▶ **What to work on**
Among the entries that follow, some lines contain the word "Step". Show all of them.

▶ **Data supplied**

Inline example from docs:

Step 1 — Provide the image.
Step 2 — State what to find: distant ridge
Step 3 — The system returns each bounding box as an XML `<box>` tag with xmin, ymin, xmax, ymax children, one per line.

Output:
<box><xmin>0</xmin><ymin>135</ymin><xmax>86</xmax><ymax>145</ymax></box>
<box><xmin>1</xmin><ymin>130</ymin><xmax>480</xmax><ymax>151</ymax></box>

▶ **Expected output**
Step 1 — Provide the image.
Step 2 — State what to find: distant ridge
Step 3 — The system returns each bounding box as an XML `<box>` tag with xmin, ymin, xmax, ymax children, one per line.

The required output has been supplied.